Your task. Reproduce verbatim the stretch of the rows below from the line containing "Q: Where does the grass" through the line containing "[0,0,962,639]", including both of those lines.
<<<<
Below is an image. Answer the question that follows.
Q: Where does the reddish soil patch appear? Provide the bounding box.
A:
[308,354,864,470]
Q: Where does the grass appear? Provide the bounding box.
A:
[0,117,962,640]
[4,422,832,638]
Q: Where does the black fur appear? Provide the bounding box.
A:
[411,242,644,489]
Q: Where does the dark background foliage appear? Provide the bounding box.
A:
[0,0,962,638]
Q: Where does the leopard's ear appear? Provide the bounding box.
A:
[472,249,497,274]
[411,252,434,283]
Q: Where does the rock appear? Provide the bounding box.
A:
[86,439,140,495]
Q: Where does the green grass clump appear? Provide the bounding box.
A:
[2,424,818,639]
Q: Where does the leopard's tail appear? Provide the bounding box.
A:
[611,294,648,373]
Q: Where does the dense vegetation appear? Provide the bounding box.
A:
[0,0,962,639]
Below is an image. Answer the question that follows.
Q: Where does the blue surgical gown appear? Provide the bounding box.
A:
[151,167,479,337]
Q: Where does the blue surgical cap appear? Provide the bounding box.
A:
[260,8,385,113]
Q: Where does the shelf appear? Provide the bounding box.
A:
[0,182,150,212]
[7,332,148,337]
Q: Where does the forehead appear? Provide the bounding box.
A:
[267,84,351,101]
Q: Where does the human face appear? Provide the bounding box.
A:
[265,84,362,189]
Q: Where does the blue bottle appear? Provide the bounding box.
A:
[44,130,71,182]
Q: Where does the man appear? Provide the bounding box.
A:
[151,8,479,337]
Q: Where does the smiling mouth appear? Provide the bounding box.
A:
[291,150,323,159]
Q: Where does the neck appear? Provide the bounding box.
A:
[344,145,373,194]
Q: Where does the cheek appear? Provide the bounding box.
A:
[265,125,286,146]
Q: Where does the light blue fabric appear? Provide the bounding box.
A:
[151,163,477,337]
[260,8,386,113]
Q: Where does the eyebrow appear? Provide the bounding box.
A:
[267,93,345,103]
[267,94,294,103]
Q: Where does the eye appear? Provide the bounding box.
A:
>>>>
Final answer.
Q: Where does the grass appear? Provide the bounding box.
A:
[0,117,962,640]
[4,422,832,638]
Q: Where does the black fur appear? Provide the bounding box.
A:
[411,242,644,489]
Q: Where does the dark background foliage appear? Provide the bounding box.
A:
[0,0,962,638]
Q: Where does the leopard's ear appear? Provide the bounding box.
A:
[472,249,497,274]
[411,252,434,283]
Q: Where does the rock appear? Provide the bounding box.
A:
[86,439,140,495]
Q: Where does the green grass clump appear? Provide the bounding box.
A:
[2,424,818,639]
Q: Where does the leopard's tail appear? Provide the bounding box.
A:
[611,294,648,373]
Q: Where does the dense vegetation appear? Provide the bounding box.
A:
[0,0,962,639]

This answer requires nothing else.